(AIM) Copy the data below exactly.
▬▬▬▬▬▬▬▬▬▬
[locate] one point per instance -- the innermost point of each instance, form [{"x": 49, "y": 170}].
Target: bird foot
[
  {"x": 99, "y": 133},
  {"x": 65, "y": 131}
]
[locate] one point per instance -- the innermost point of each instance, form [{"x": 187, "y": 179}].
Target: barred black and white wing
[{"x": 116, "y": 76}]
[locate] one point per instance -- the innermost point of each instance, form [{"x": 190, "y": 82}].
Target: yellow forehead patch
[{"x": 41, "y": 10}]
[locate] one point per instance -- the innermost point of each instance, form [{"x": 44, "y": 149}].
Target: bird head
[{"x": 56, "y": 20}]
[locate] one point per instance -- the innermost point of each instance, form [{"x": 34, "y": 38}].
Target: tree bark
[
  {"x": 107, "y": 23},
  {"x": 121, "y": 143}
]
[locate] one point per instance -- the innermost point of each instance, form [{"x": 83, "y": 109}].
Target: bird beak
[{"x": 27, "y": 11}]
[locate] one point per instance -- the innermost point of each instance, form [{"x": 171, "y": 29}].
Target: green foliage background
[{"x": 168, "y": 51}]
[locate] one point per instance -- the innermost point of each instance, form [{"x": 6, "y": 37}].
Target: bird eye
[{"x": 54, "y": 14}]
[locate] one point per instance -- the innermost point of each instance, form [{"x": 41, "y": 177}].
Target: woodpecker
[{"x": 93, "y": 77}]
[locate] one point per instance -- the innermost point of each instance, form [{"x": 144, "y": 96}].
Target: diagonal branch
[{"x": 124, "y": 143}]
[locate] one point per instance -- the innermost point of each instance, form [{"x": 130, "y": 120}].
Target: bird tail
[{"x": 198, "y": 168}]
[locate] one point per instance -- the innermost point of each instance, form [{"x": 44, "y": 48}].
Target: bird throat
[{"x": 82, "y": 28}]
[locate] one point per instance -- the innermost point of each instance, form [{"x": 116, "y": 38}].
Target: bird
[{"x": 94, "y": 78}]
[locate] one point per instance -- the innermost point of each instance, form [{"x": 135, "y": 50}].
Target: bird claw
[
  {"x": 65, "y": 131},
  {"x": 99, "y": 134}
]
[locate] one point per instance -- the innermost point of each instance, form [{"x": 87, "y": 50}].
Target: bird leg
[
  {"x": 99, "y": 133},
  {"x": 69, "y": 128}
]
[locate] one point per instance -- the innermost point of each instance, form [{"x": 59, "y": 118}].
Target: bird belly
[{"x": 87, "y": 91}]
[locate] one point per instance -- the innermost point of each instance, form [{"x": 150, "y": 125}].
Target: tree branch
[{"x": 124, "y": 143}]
▬▬▬▬▬▬▬▬▬▬
(ANSWER FOR THIS EXERCISE)
[locate] one point per instance -- the innermost point of each instance, form [{"x": 49, "y": 170}].
Target: bird foot
[
  {"x": 99, "y": 133},
  {"x": 65, "y": 131}
]
[locate] one point per instance -- the innermost point of each instance, form [{"x": 187, "y": 179}].
Target: barred black and white wing
[{"x": 116, "y": 76}]
[locate] one point per instance -- the innermost point of each instance, form [{"x": 190, "y": 82}].
Target: yellow forehead patch
[{"x": 41, "y": 10}]
[locate] one point per instance -- the innermost point of each instance, form [{"x": 44, "y": 149}].
Target: bird head
[{"x": 56, "y": 20}]
[locate] one point per instance -- the innermost point of each instance, form [{"x": 34, "y": 38}].
Target: tree bark
[
  {"x": 107, "y": 23},
  {"x": 121, "y": 143}
]
[locate] one point per instance -- the innermost point of each instance, form [{"x": 83, "y": 109}].
Target: bird beak
[{"x": 27, "y": 11}]
[locate] one point per instance -- the innermost point of each instance, form [{"x": 171, "y": 29}].
Target: green foliage background
[{"x": 168, "y": 51}]
[locate] one point per instance -- the innermost point of each instance, form [{"x": 6, "y": 37}].
Target: bird eye
[{"x": 54, "y": 14}]
[locate] one point per instance -- the innermost point of each instance, form [{"x": 41, "y": 177}].
Target: woodpecker
[{"x": 93, "y": 77}]
[locate] one point per instance -- the innermost point of each instance, form [{"x": 144, "y": 96}].
Target: diagonal branch
[{"x": 124, "y": 143}]
[locate] one point per instance -- the innermost point of each instance, form [{"x": 130, "y": 120}].
Target: bird tail
[{"x": 198, "y": 168}]
[locate] one point per instance -- the innermost point of each instance, form [{"x": 44, "y": 48}].
Target: bird throat
[{"x": 82, "y": 28}]
[locate] one point per instance -- the innermost point of each instance, form [{"x": 116, "y": 38}].
Target: bird
[{"x": 94, "y": 78}]
[locate] one point per instance -- the innermost point of each instance, form [{"x": 135, "y": 50}].
Target: bird claw
[
  {"x": 65, "y": 131},
  {"x": 99, "y": 134}
]
[locate] one point per instance -- the innermost point of each instance, form [{"x": 87, "y": 50}].
Target: bird leg
[
  {"x": 99, "y": 133},
  {"x": 69, "y": 128}
]
[locate] one point per instance -- the innermost point of each instance, form [{"x": 59, "y": 118}].
Target: bird belly
[{"x": 87, "y": 91}]
[locate] one point per instance -- the innermost point of each instance, form [{"x": 150, "y": 125}].
Target: tree branch
[{"x": 124, "y": 143}]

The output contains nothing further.